Action item: Going through the entries below, count each line that holds "black" and give only the total.

(Records from a data collection)

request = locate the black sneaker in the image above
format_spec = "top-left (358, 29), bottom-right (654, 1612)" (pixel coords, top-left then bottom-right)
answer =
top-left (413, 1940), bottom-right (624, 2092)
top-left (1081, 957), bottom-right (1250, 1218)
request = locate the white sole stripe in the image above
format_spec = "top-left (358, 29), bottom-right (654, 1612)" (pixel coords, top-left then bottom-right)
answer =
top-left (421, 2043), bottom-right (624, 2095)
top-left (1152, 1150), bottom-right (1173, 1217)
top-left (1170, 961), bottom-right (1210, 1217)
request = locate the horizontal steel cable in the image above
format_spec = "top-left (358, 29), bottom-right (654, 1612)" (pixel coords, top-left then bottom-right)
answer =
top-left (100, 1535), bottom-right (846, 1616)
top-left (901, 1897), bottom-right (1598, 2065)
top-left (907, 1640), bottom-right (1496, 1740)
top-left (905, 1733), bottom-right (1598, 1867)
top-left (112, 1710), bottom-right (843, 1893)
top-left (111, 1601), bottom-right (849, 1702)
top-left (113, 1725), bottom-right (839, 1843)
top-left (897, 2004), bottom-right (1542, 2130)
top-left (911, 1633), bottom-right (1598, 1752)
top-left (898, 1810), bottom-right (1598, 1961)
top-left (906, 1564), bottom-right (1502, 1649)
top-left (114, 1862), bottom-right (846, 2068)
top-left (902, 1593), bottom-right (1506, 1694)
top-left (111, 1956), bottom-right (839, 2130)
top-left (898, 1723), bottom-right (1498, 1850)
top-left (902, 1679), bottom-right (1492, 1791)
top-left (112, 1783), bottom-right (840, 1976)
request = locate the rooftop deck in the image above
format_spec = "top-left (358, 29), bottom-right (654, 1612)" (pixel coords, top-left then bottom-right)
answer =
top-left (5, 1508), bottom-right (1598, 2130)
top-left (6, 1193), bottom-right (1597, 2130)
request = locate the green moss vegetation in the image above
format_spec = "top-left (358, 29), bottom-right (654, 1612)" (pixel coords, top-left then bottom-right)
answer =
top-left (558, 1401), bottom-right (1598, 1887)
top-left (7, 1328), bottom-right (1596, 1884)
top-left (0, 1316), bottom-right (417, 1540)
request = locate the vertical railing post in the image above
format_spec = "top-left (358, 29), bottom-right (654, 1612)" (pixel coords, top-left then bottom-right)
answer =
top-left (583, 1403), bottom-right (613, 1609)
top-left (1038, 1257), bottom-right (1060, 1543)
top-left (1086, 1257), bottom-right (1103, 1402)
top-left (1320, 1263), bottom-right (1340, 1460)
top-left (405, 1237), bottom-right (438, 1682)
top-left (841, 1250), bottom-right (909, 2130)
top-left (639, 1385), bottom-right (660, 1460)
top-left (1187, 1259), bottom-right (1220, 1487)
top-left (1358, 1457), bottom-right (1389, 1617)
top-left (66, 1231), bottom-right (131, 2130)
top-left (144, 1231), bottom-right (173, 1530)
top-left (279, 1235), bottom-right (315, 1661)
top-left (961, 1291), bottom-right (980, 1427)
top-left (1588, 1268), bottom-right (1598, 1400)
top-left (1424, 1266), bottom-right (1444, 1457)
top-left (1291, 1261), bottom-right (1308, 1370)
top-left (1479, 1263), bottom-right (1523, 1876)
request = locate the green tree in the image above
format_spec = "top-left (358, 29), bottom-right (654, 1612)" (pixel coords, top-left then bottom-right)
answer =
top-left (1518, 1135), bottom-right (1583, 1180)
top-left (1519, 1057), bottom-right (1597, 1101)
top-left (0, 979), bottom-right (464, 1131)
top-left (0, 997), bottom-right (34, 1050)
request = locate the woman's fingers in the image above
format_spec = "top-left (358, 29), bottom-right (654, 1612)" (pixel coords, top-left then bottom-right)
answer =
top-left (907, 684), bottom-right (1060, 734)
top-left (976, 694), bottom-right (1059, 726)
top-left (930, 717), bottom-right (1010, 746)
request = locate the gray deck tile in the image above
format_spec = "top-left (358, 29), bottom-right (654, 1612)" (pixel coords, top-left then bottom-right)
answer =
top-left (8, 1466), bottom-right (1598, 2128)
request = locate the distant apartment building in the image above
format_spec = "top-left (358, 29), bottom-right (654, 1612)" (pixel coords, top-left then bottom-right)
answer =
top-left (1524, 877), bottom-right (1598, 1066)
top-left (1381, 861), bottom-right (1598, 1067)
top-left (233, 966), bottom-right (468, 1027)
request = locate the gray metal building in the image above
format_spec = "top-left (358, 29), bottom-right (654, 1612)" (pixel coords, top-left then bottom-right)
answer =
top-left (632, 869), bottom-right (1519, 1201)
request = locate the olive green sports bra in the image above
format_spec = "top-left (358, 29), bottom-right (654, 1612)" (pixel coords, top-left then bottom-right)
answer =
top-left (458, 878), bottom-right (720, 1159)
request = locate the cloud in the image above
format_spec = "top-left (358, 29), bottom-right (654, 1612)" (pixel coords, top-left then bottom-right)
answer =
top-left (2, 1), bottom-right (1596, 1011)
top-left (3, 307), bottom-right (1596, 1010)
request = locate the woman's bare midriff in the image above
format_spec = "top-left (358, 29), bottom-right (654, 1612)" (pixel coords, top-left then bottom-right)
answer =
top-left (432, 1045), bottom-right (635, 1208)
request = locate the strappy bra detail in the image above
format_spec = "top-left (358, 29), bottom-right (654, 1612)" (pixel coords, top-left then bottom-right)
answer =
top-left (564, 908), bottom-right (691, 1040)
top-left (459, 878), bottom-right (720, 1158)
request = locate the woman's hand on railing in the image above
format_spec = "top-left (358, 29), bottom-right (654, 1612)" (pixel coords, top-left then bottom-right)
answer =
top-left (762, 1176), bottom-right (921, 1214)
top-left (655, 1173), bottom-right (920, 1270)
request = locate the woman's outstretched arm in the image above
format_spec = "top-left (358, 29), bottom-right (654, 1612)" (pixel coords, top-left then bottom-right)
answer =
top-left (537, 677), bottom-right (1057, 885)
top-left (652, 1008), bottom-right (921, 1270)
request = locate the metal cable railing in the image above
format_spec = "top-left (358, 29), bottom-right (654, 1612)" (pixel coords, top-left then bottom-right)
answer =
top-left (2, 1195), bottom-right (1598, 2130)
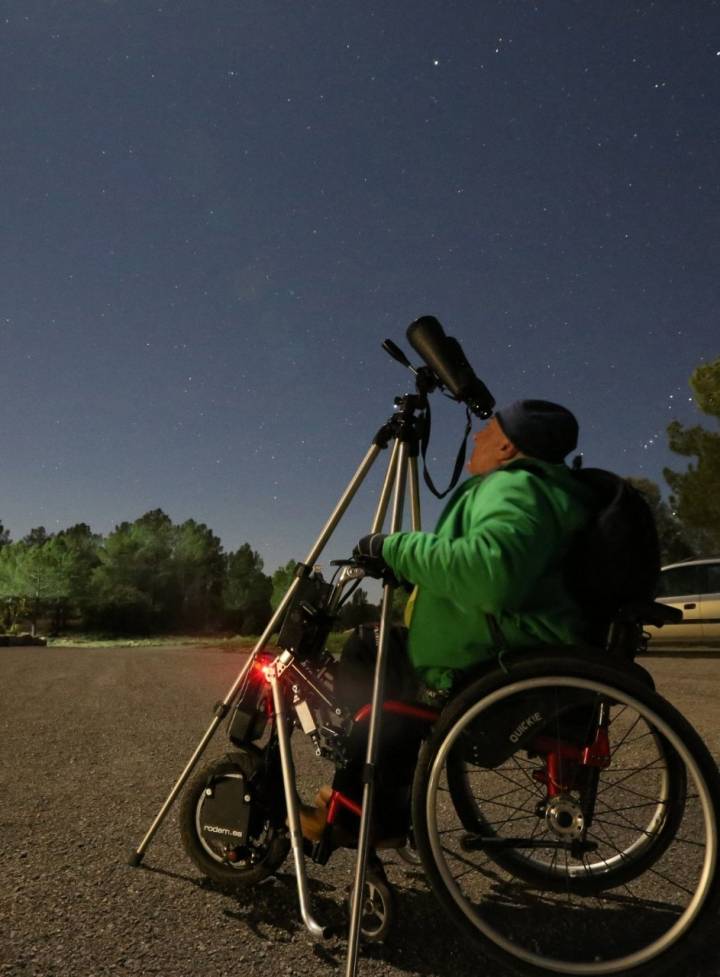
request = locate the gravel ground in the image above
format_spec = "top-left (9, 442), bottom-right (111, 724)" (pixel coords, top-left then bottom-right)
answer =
top-left (1, 644), bottom-right (719, 977)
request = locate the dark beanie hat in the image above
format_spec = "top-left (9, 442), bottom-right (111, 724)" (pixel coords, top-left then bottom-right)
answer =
top-left (495, 400), bottom-right (579, 462)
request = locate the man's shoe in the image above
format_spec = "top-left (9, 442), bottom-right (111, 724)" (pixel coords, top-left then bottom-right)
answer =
top-left (297, 784), bottom-right (334, 843)
top-left (299, 802), bottom-right (328, 843)
top-left (297, 785), bottom-right (405, 850)
top-left (314, 785), bottom-right (333, 807)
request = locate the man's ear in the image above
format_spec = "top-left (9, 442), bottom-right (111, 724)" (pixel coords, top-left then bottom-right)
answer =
top-left (498, 437), bottom-right (521, 462)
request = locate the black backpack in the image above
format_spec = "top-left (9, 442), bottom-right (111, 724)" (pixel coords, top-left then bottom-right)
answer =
top-left (564, 468), bottom-right (661, 625)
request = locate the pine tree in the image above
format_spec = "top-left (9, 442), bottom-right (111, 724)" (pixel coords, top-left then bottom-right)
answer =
top-left (626, 477), bottom-right (696, 564)
top-left (663, 357), bottom-right (720, 554)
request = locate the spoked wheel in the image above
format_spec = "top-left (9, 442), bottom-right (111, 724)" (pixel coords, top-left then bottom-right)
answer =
top-left (446, 696), bottom-right (687, 894)
top-left (347, 864), bottom-right (396, 942)
top-left (412, 654), bottom-right (720, 977)
top-left (180, 748), bottom-right (289, 889)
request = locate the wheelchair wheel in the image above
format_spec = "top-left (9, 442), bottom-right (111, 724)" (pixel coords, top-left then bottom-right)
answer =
top-left (412, 653), bottom-right (720, 977)
top-left (445, 695), bottom-right (687, 894)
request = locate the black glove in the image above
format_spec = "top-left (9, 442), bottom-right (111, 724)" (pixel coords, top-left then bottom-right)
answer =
top-left (354, 533), bottom-right (388, 559)
top-left (353, 533), bottom-right (394, 580)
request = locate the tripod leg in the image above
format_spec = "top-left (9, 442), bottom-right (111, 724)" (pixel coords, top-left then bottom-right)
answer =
top-left (346, 442), bottom-right (409, 977)
top-left (371, 438), bottom-right (400, 532)
top-left (303, 443), bottom-right (383, 567)
top-left (128, 442), bottom-right (384, 866)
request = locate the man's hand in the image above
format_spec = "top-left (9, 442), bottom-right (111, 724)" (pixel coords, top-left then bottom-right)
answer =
top-left (353, 533), bottom-right (394, 580)
top-left (354, 533), bottom-right (388, 559)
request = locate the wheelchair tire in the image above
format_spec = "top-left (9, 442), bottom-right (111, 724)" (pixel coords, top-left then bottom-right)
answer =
top-left (411, 652), bottom-right (720, 977)
top-left (180, 748), bottom-right (289, 889)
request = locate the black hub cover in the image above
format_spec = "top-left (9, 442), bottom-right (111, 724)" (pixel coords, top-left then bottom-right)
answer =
top-left (199, 774), bottom-right (252, 850)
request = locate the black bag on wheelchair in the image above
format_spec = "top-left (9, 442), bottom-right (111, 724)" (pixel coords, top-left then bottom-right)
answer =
top-left (563, 467), bottom-right (661, 628)
top-left (454, 686), bottom-right (599, 769)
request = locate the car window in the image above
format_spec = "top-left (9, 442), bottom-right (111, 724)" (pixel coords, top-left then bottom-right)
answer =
top-left (656, 565), bottom-right (706, 598)
top-left (704, 562), bottom-right (720, 596)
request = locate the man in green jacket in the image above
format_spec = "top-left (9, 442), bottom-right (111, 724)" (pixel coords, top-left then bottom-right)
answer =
top-left (300, 399), bottom-right (594, 843)
top-left (379, 398), bottom-right (594, 690)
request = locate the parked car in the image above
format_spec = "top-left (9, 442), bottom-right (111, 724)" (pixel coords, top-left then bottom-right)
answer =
top-left (645, 557), bottom-right (720, 647)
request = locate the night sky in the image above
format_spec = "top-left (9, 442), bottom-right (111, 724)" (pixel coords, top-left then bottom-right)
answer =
top-left (3, 1), bottom-right (719, 573)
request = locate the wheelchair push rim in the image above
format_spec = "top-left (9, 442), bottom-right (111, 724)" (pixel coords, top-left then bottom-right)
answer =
top-left (423, 674), bottom-right (719, 976)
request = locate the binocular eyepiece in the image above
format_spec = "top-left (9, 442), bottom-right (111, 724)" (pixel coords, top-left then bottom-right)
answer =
top-left (406, 315), bottom-right (495, 418)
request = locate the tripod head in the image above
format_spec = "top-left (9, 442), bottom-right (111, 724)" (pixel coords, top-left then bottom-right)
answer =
top-left (382, 338), bottom-right (438, 399)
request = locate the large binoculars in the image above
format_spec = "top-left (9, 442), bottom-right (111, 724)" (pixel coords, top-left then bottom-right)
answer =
top-left (407, 315), bottom-right (495, 419)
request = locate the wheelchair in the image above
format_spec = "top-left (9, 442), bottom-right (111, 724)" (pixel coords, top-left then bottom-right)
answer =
top-left (130, 319), bottom-right (720, 977)
top-left (172, 568), bottom-right (720, 977)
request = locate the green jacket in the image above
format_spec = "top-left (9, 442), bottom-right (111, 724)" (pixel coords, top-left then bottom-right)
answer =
top-left (382, 458), bottom-right (595, 689)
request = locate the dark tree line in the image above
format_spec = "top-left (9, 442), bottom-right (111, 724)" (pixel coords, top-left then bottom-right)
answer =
top-left (0, 511), bottom-right (383, 638)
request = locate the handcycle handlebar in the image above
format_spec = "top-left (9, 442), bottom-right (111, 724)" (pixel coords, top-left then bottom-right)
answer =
top-left (330, 556), bottom-right (395, 583)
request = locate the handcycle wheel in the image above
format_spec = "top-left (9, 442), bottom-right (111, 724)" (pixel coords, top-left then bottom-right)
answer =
top-left (411, 652), bottom-right (720, 977)
top-left (180, 747), bottom-right (289, 889)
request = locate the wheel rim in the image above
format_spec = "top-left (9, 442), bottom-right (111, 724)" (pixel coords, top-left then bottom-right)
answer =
top-left (425, 676), bottom-right (718, 975)
top-left (361, 881), bottom-right (388, 937)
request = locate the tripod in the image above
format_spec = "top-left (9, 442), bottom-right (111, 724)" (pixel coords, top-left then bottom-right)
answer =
top-left (130, 385), bottom-right (429, 977)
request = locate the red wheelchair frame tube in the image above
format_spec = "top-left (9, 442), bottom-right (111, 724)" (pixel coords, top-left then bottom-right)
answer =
top-left (532, 726), bottom-right (611, 797)
top-left (352, 700), bottom-right (440, 724)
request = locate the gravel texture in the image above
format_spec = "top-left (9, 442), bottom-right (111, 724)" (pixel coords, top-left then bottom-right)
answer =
top-left (1, 645), bottom-right (719, 977)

Solution to the exercise: 5